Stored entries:

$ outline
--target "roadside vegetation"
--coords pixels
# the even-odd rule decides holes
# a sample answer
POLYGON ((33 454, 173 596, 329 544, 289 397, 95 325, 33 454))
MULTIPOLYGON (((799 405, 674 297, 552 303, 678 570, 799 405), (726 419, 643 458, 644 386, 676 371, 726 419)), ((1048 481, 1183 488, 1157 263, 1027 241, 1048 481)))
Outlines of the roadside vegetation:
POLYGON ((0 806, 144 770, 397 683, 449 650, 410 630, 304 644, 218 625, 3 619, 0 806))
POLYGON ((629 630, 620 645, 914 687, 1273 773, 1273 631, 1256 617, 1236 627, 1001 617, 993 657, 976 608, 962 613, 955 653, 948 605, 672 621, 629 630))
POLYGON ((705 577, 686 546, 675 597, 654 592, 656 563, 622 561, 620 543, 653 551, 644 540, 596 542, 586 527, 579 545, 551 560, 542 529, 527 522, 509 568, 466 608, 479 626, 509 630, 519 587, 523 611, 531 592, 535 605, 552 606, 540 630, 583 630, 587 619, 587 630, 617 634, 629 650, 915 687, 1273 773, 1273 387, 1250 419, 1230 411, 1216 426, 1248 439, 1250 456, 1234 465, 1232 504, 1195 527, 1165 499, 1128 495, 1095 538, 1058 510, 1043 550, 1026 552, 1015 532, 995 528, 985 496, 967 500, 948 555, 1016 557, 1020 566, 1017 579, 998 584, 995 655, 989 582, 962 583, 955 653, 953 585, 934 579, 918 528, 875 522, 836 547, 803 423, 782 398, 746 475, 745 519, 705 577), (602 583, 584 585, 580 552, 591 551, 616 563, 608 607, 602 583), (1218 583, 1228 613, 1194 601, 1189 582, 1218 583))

• Task statement:
Turn every line of the entries above into a Markdown table with the columns Row and Line, numbering the rows and skipping blank lines.

• Final answer:
| Row | Line |
|---|---|
| 1 | $ outline |
| 2 | --target "roadside vegetation" |
| 3 | --coords pixels |
| 4 | # the even-odd rule decides holes |
| 5 | # a sample answer |
| 6 | POLYGON ((33 454, 173 596, 329 544, 289 397, 95 325, 33 454)) |
| 7 | MULTIPOLYGON (((799 405, 674 297, 552 303, 678 570, 799 405), (726 419, 643 458, 644 386, 676 371, 726 419)), ((1048 481, 1183 488, 1157 263, 1027 241, 1048 481))) |
| 8 | Outlines of the roadside vegetation: |
| 9 | POLYGON ((0 806, 144 770, 397 683, 449 650, 410 630, 304 644, 218 625, 3 619, 0 806)) |
| 10 | POLYGON ((629 630, 620 645, 914 687, 1273 773, 1273 631, 1256 617, 1236 627, 1001 617, 993 657, 976 608, 962 613, 955 653, 948 605, 672 621, 629 630)) |
| 11 | POLYGON ((705 577, 686 546, 675 597, 654 592, 656 563, 622 561, 620 543, 653 551, 644 540, 596 542, 586 527, 579 545, 551 560, 542 529, 527 522, 509 568, 466 608, 479 626, 509 630, 519 587, 523 611, 531 592, 535 605, 552 606, 540 630, 583 630, 587 619, 587 630, 617 634, 629 650, 915 687, 1273 773, 1273 387, 1250 419, 1230 411, 1216 426, 1248 439, 1250 456, 1234 465, 1232 504, 1195 527, 1165 499, 1128 495, 1095 538, 1058 510, 1043 550, 1026 552, 1015 532, 995 528, 985 496, 967 500, 948 555, 1016 557, 1020 566, 1017 579, 998 584, 995 655, 989 582, 962 583, 955 653, 953 585, 934 579, 918 528, 875 522, 836 547, 803 423, 782 398, 746 475, 745 519, 705 577), (602 583, 584 585, 580 552, 591 551, 616 563, 608 607, 602 583), (1218 583, 1228 613, 1194 601, 1189 582, 1218 583)) |